** Start of Extract provided **

OLLI REHN, EU ECONOMIC & MONETARY AFFAIRS COMMISSIONER: In this context it is very important that we can restore confidence into the markets. And I would encourage everybody now to stay calm and breathe deeply and look at the economic fundamentals of the countries that have been under pressure recently. Both Italy and Spain have taken very important decisions on fiscal consolidation.


BOULDEN: So, Max, I think it is interesting. We used to get European leaders during the economic crisis come out with a statement sort of Sunday afternoon, Sunday evening. Now we are getting them on Friday evening. They are not even waiting for the weekend. They are really trying to see if they can stop the route from continuing next week.

FOSTER: Jim, thank you very much indeed.

I'm joined now by Holger Schmieding, chief economist at Berenberg Bank.

Thank you very much indeed for joining us. It is a bit of a loosing battle, isn't it, for the politicians right now. Because they keep saying the markets are overreacting. You know, Romano Prodi was even saying that to me earlier in the program. Doesn't mean anything, though, does it. The markets are reacting to what they feel.

HOLGER SCHMIEDING, CHIEF ECONOMIST, BERENBERG BANK: Well, the markets are overreacting, but that is a fact politicians have to get used to. These are financial markets. Politicians have to take a bit more effort to actually understand markets. Markets can be driven by herd behavior like all other human interactions. And politicians have to get ahead of the game. What they did at their 21, July EU summit simply was not good enough. And Trichet's performance yesterday at the EC press conference really a bit ridiculous.

FOSTER: He talking a bit bitter and angry, though, isn't he? He got the commissioners and people in Brussels criticizing the national governments for not doing enough. National governments have got all of their political problems domestically, haven't they? And the markets are saying the politicians aren't doing enough. So where is the onus here?

SCHMIEDING: Well, the onus is on policymakers to deliver a better response. That pretty much means the European Central Bank cannot say there is a problem in Italy, so we buy Portuguese bonds. It just doesn't make any sense. They have to say, we buy Italian bonds very clearly.

FOSTER: And they need to do it this weekend, don't they?

SCHMIEDING: They had better do it as fast as they can, which is this weekend. They may want to exact a condition from Italy. Something on the budget progress, yes. A balanced budget amendment in Italy would be fine, but the ECB ultimately, it is the big bazooka, the ECB bond purchases. That is what we need as an immediate stop gap so that we can thereafter having stopped the panic, sought out the other issues at more leisure.

FOSTER: And the ECB and also in America, the central bank there, they wanted to sort of let go of printing money. And that sort of liquidity, we had a whole process of-actually, they are going to have to back to it, aren't they? Otherwise the markets aren't going-they need something in the meantime whilst some structural reforms take place?

SCHMIEDING: Well, in Europe we definitely need that. Now there is no way around, I think, the ECB stepping in and intervening. We, of course, need other things. More fiscal progress would be good. More reforms in Italy, perhaps fast-track approval procedure for the other European reforms that were part of the 21st of July, yes. But if you have a panic, you need to act in big force, in big size and immediately. And that is the task of the central bank, as the ultimate backstop. Just as in the U.S., you could buy a lot of bonds. The Fed did, when it was needed. And that actually- remember March 2009, when the Fed announced that it would be buying bonds, the financial panic stopped then.

** End of Extract provided **
** Start of Data lines **

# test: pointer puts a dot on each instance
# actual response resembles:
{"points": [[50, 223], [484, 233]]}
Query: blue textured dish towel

** End of Data lines **

To do:
1) In the interview transcript on the European debt crisis, what month and year does Schmieding cite as the time the Fed's announcement that it would buy bonds stopped the financial panic?
2) Continue the interview transcript on the European debt crisis from its last sentence.

Answers to the tasks:
1) March 2009.

2)
FOSTER: Yes, but it is just putting the problem off, really, isn't it? But it helps?

SCHMIEDING: Well, it helps to ever stop (INAUDIBLE)...


SCHMIEDING: -- that -- to get time to sort out the problems.


Let's talk about the Italian prime minister. We have to analyze what he's been saying over the last half hour. But it seems as though he -- he is convinced that he needs to say something about the economic reform to sort of comfort the markets, which is a realistic position, isn't it?

But, really, he's only really calling another meeting of finance ministers, European finance ministers, but actually, isn't it the heads of state that actually have to work on their own in their own countries to sort this out?

SCHMIEDING: Well, we need clear signals from Italy. If the various Italian parties, government and opposition, could both come out over the weekend and say we support a balanced budget amendment. That would actually give the ECB the cover to say, OK, Italy is working on its own problems and we, the central bank, can support it.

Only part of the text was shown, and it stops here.